WHAT YOU ARE ASKED TO DO:
Rewrite the items from the line containing "locate rossignol ski" through the end of the items, replacing "dirt path" with "dirt trail" and leaving everything else unchanged. Omit the pictures from your answer.

[Dataset excerpts on object pointing]
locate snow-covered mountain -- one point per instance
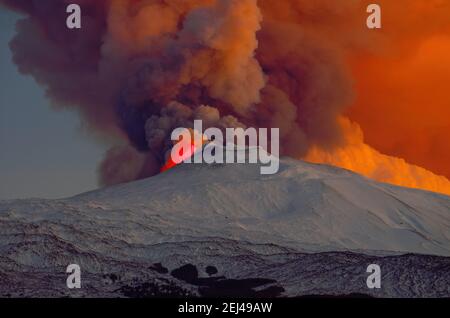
(309, 229)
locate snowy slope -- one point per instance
(244, 223)
(305, 206)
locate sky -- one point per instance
(372, 101)
(43, 152)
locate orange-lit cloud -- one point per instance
(139, 68)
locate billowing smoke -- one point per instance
(139, 68)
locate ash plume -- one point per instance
(139, 68)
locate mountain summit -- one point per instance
(233, 219)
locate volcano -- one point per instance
(226, 230)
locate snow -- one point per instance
(307, 207)
(312, 229)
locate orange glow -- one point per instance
(362, 158)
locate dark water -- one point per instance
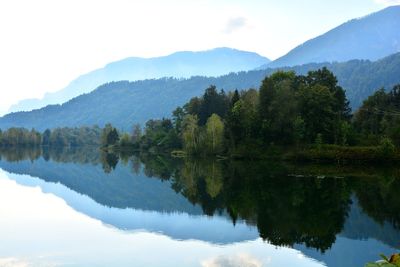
(193, 213)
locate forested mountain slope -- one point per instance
(125, 103)
(371, 37)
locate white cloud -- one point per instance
(11, 262)
(388, 2)
(235, 24)
(241, 260)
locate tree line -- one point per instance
(288, 110)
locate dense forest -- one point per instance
(288, 111)
(124, 103)
(59, 137)
(297, 116)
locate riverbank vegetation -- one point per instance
(290, 117)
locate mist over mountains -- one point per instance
(361, 53)
(371, 37)
(182, 64)
(124, 103)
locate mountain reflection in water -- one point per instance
(341, 215)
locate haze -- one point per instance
(45, 44)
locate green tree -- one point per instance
(214, 134)
(190, 134)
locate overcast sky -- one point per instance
(44, 44)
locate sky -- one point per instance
(45, 44)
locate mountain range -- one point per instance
(122, 102)
(183, 64)
(125, 103)
(371, 37)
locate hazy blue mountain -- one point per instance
(371, 37)
(183, 64)
(125, 103)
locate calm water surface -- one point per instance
(81, 207)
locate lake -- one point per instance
(83, 207)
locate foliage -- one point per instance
(124, 103)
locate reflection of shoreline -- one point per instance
(287, 209)
(180, 226)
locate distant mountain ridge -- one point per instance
(183, 64)
(371, 37)
(125, 103)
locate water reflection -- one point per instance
(327, 212)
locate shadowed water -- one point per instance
(80, 207)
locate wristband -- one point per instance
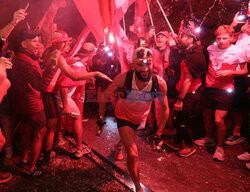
(181, 99)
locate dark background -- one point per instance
(69, 20)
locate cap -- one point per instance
(86, 49)
(60, 36)
(190, 33)
(142, 53)
(26, 35)
(165, 33)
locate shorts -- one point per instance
(218, 99)
(36, 120)
(6, 106)
(50, 106)
(122, 123)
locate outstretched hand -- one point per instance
(19, 15)
(55, 55)
(223, 73)
(101, 75)
(5, 62)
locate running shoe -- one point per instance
(235, 139)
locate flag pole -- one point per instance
(169, 25)
(124, 24)
(150, 16)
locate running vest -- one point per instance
(134, 105)
(127, 87)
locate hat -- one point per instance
(87, 48)
(165, 33)
(190, 33)
(142, 53)
(60, 36)
(26, 35)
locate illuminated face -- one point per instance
(32, 45)
(161, 41)
(143, 70)
(223, 40)
(184, 40)
(63, 46)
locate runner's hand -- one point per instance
(5, 62)
(18, 16)
(178, 105)
(101, 75)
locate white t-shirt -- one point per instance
(223, 59)
(244, 42)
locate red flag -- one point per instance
(140, 10)
(107, 9)
(90, 12)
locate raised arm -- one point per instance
(164, 109)
(76, 76)
(18, 16)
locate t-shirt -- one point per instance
(136, 106)
(244, 42)
(27, 84)
(223, 59)
(196, 83)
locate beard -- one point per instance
(144, 79)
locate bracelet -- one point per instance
(99, 117)
(181, 99)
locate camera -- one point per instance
(243, 14)
(2, 42)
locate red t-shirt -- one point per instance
(196, 83)
(223, 59)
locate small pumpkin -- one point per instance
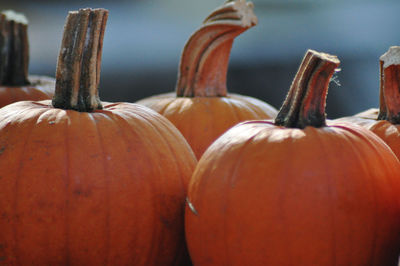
(15, 84)
(84, 182)
(201, 108)
(299, 191)
(385, 121)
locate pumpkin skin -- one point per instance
(265, 195)
(385, 121)
(41, 88)
(201, 108)
(100, 188)
(296, 191)
(212, 115)
(388, 132)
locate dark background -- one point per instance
(144, 39)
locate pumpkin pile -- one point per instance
(88, 182)
(85, 182)
(15, 84)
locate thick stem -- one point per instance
(390, 86)
(204, 61)
(14, 49)
(305, 104)
(78, 66)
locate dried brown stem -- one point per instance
(204, 61)
(389, 108)
(305, 104)
(14, 49)
(78, 66)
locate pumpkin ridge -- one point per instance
(16, 247)
(130, 128)
(107, 176)
(329, 186)
(68, 198)
(360, 159)
(156, 236)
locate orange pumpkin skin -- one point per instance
(266, 195)
(91, 188)
(388, 132)
(41, 88)
(202, 109)
(212, 115)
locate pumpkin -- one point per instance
(15, 84)
(385, 121)
(201, 108)
(84, 182)
(297, 191)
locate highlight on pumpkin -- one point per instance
(14, 49)
(78, 67)
(204, 61)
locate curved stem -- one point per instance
(204, 61)
(305, 104)
(78, 66)
(389, 108)
(14, 49)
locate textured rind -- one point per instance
(201, 120)
(389, 133)
(266, 195)
(100, 188)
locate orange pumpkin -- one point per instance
(201, 108)
(15, 85)
(297, 191)
(104, 185)
(385, 121)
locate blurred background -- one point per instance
(144, 39)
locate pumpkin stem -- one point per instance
(389, 108)
(14, 49)
(305, 103)
(204, 61)
(78, 66)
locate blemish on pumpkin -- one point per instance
(165, 222)
(191, 207)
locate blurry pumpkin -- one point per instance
(15, 85)
(385, 121)
(201, 108)
(89, 183)
(299, 191)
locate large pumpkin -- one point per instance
(385, 121)
(297, 191)
(105, 185)
(201, 108)
(15, 84)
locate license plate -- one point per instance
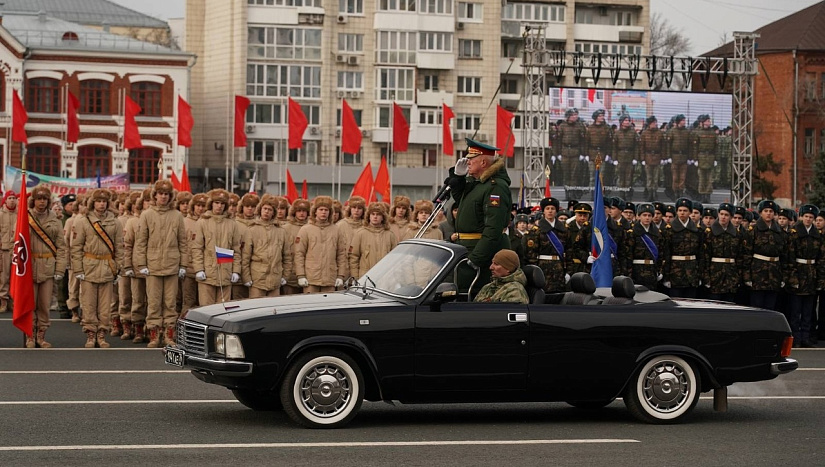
(174, 357)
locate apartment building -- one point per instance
(418, 54)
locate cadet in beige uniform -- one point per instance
(96, 258)
(267, 253)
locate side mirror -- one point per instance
(445, 292)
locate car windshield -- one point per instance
(407, 270)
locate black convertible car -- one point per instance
(404, 333)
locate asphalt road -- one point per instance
(74, 406)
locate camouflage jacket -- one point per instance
(722, 259)
(682, 241)
(645, 267)
(803, 247)
(537, 244)
(507, 289)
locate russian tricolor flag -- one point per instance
(224, 255)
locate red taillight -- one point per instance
(787, 345)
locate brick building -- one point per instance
(43, 58)
(789, 98)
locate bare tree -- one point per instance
(665, 41)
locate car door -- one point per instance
(471, 347)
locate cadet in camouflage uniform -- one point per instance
(545, 245)
(807, 251)
(645, 245)
(766, 257)
(682, 253)
(722, 257)
(507, 283)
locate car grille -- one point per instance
(192, 337)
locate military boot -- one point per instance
(101, 339)
(154, 338)
(127, 330)
(41, 339)
(116, 327)
(139, 336)
(90, 339)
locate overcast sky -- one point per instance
(704, 21)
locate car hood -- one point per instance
(253, 309)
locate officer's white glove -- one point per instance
(462, 167)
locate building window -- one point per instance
(397, 47)
(351, 80)
(437, 7)
(43, 95)
(92, 160)
(284, 43)
(352, 7)
(44, 159)
(148, 97)
(469, 85)
(470, 12)
(436, 42)
(350, 42)
(94, 97)
(469, 48)
(396, 84)
(283, 80)
(143, 165)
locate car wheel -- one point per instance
(262, 401)
(322, 389)
(664, 390)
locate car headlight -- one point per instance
(228, 345)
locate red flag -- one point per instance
(297, 125)
(505, 139)
(364, 185)
(291, 190)
(447, 134)
(350, 133)
(131, 134)
(400, 130)
(241, 104)
(72, 122)
(184, 180)
(21, 289)
(382, 182)
(185, 123)
(19, 119)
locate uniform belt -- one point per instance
(683, 258)
(771, 259)
(93, 256)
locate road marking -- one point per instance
(110, 447)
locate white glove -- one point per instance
(461, 167)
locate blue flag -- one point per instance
(602, 270)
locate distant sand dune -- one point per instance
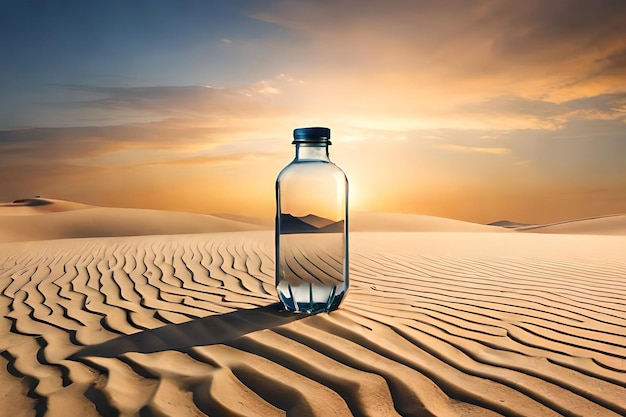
(602, 225)
(108, 221)
(435, 324)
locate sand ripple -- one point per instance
(187, 325)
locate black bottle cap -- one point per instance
(311, 135)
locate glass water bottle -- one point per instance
(311, 227)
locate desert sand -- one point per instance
(127, 312)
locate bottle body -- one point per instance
(311, 232)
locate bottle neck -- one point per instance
(312, 152)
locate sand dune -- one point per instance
(398, 222)
(603, 225)
(435, 324)
(66, 220)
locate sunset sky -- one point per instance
(473, 110)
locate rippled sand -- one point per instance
(435, 324)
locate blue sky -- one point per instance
(472, 110)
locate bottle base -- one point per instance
(310, 298)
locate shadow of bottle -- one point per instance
(210, 330)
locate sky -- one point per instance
(479, 111)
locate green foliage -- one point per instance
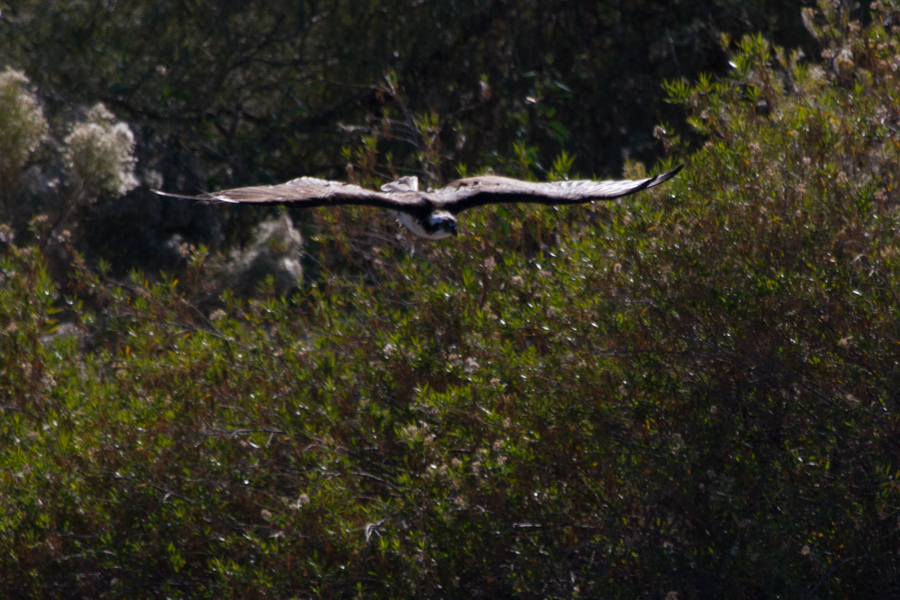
(692, 391)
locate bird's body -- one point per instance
(432, 214)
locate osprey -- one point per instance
(432, 214)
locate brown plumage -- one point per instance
(432, 214)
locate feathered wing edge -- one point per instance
(309, 192)
(478, 191)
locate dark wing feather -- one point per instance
(477, 191)
(309, 192)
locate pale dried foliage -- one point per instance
(22, 125)
(99, 154)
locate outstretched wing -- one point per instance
(309, 192)
(477, 191)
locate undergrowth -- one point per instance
(691, 391)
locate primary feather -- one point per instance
(432, 214)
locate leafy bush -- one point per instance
(694, 391)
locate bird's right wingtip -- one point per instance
(664, 177)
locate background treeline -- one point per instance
(692, 393)
(220, 94)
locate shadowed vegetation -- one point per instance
(691, 391)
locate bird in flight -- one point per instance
(432, 214)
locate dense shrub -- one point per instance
(693, 391)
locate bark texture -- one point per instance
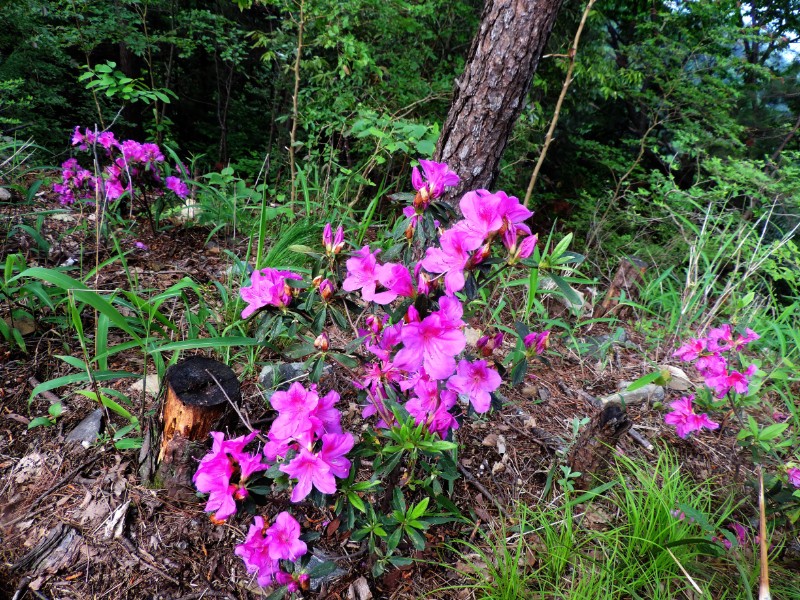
(490, 94)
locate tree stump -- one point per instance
(193, 405)
(629, 274)
(592, 450)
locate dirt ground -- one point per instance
(78, 522)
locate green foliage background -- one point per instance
(673, 106)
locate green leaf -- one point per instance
(128, 444)
(78, 378)
(643, 381)
(394, 539)
(41, 422)
(419, 509)
(322, 570)
(772, 431)
(356, 501)
(565, 289)
(518, 372)
(214, 343)
(416, 538)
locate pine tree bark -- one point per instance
(490, 94)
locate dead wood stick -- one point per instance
(64, 480)
(244, 419)
(482, 489)
(640, 439)
(134, 552)
(580, 394)
(47, 394)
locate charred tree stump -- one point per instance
(594, 446)
(629, 274)
(193, 405)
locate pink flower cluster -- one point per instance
(793, 475)
(333, 242)
(685, 419)
(537, 342)
(265, 547)
(713, 365)
(223, 474)
(468, 242)
(417, 356)
(430, 185)
(268, 287)
(462, 247)
(304, 419)
(132, 164)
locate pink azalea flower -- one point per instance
(481, 210)
(452, 257)
(540, 341)
(513, 212)
(433, 409)
(334, 448)
(437, 176)
(267, 287)
(295, 407)
(685, 419)
(255, 553)
(363, 273)
(725, 382)
(327, 238)
(309, 469)
(434, 342)
(213, 477)
(177, 186)
(396, 278)
(132, 151)
(152, 153)
(713, 365)
(475, 380)
(328, 417)
(333, 243)
(77, 136)
(107, 140)
(794, 476)
(691, 349)
(283, 539)
(743, 340)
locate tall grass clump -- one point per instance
(655, 533)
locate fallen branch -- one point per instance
(482, 489)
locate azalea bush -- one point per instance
(402, 322)
(118, 170)
(730, 388)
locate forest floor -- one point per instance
(78, 522)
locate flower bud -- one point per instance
(338, 240)
(374, 324)
(322, 342)
(326, 289)
(327, 239)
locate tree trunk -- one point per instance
(490, 94)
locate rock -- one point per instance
(597, 346)
(150, 384)
(87, 430)
(359, 590)
(281, 374)
(472, 335)
(650, 393)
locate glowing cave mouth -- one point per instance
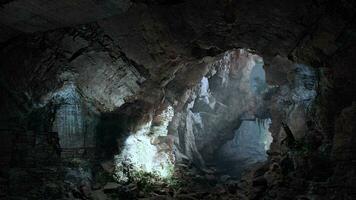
(147, 150)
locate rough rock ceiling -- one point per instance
(38, 15)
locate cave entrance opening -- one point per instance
(230, 119)
(247, 148)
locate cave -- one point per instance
(157, 99)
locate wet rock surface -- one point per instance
(97, 84)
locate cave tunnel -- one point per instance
(156, 99)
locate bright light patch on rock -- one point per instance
(148, 150)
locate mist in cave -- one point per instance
(186, 100)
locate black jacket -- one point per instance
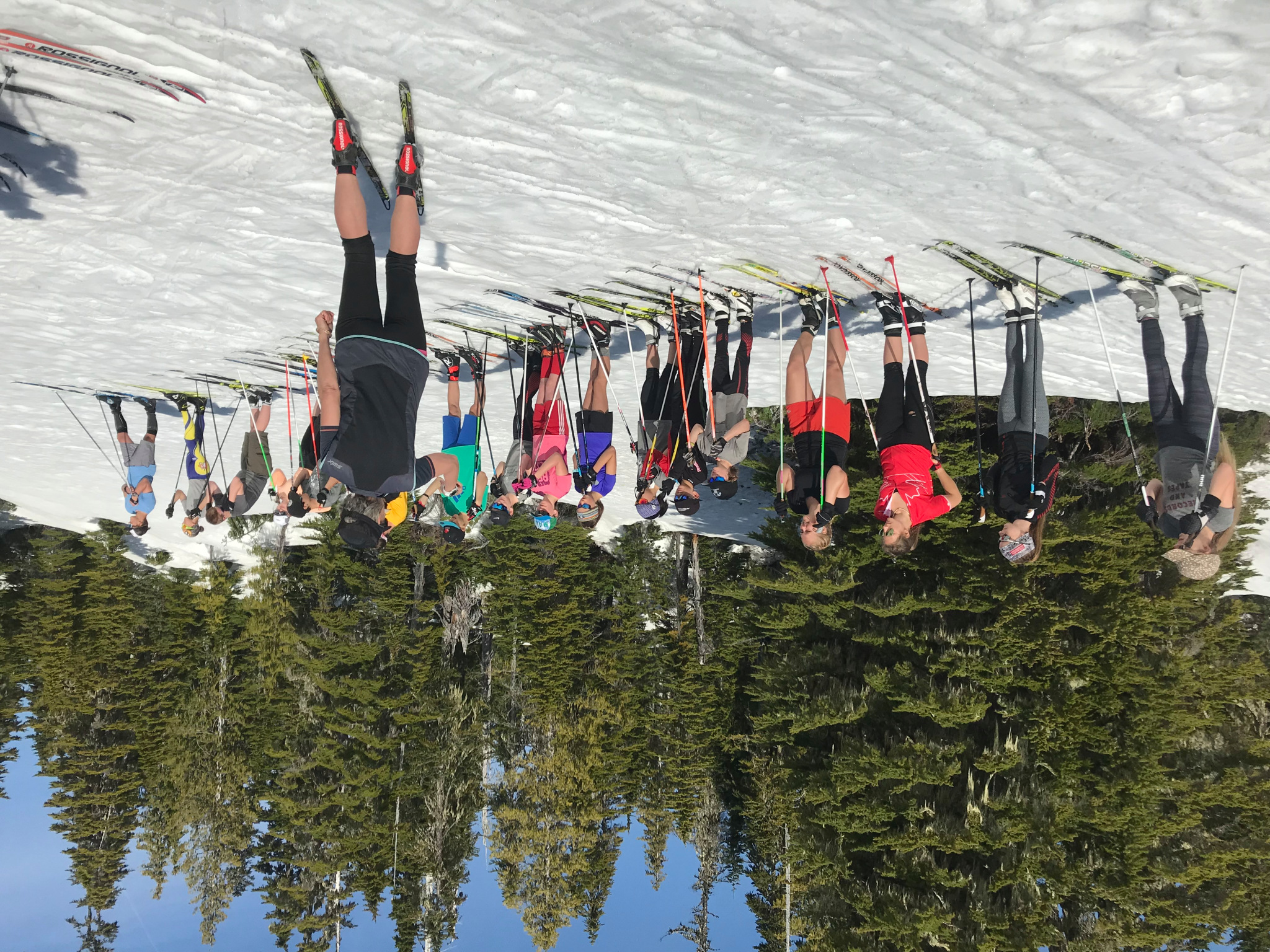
(1008, 483)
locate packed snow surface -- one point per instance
(568, 141)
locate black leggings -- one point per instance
(900, 418)
(1179, 423)
(360, 299)
(738, 381)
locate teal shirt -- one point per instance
(466, 457)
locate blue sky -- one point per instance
(40, 897)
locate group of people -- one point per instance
(1196, 499)
(693, 428)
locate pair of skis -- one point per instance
(48, 51)
(1158, 270)
(340, 113)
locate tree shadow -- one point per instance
(48, 165)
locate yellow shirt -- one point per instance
(397, 509)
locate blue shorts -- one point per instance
(455, 436)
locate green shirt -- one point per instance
(466, 457)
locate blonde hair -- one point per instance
(1225, 455)
(902, 545)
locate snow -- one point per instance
(566, 143)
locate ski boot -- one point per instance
(652, 330)
(409, 175)
(1146, 300)
(598, 330)
(343, 145)
(812, 315)
(450, 359)
(474, 359)
(1191, 304)
(1018, 302)
(548, 335)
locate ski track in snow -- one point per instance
(564, 143)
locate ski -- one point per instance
(20, 130)
(339, 112)
(48, 51)
(408, 130)
(1082, 263)
(533, 301)
(1165, 270)
(990, 271)
(42, 94)
(884, 283)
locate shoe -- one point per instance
(652, 330)
(343, 145)
(812, 311)
(474, 361)
(1191, 302)
(409, 174)
(1146, 301)
(450, 359)
(548, 335)
(598, 330)
(892, 320)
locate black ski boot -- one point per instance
(343, 145)
(548, 335)
(812, 314)
(474, 361)
(409, 175)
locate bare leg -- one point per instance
(836, 384)
(798, 385)
(404, 230)
(350, 207)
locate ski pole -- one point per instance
(112, 462)
(850, 358)
(825, 397)
(258, 439)
(1124, 415)
(112, 437)
(705, 353)
(211, 470)
(917, 371)
(974, 376)
(1221, 377)
(291, 433)
(780, 416)
(603, 369)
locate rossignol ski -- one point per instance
(48, 51)
(1163, 270)
(408, 130)
(340, 113)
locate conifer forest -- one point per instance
(941, 753)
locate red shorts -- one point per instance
(806, 418)
(545, 426)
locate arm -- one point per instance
(328, 382)
(949, 487)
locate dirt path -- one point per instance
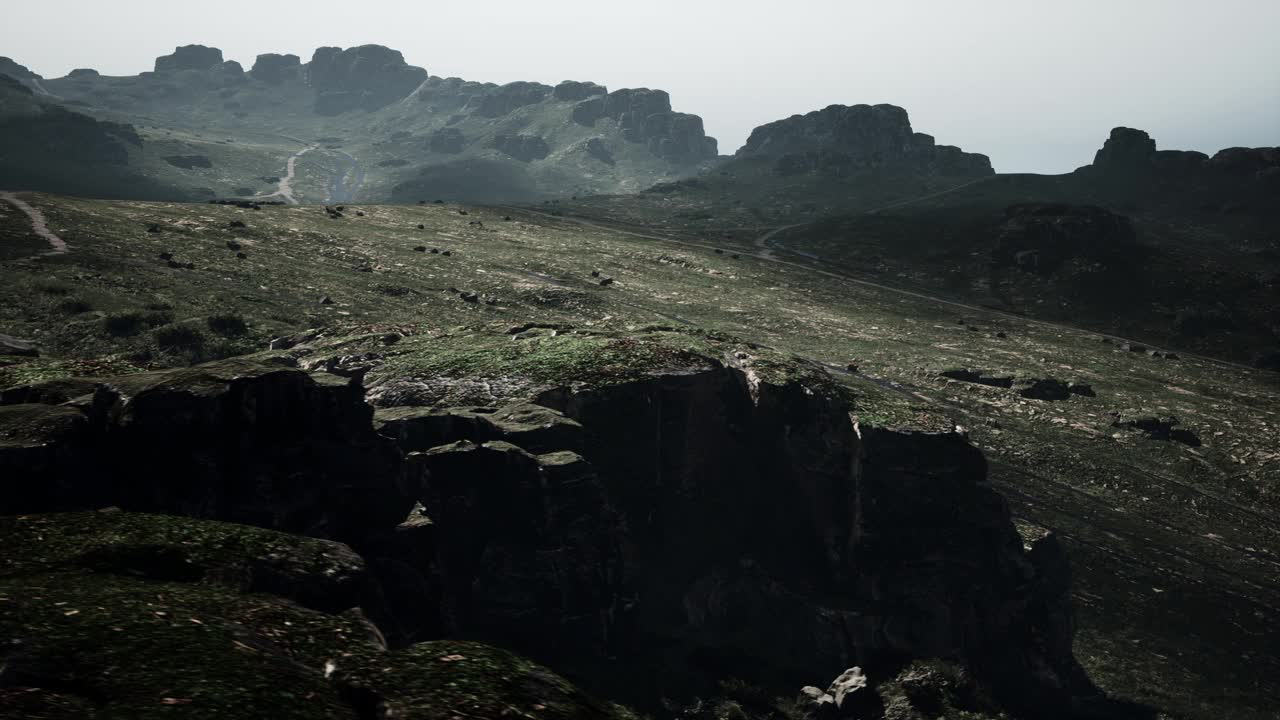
(286, 187)
(37, 223)
(845, 277)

THE REPLY:
locate rossignol ski -- one point per instance
(48, 51)
(1163, 270)
(408, 130)
(340, 113)
locate conifer forest -- one point per instance
(941, 753)
locate red shorts -- one point per instance
(806, 418)
(545, 426)
locate arm -- one point per instance
(328, 382)
(949, 487)
locate dirt trail -- one point per instance
(286, 187)
(37, 223)
(845, 277)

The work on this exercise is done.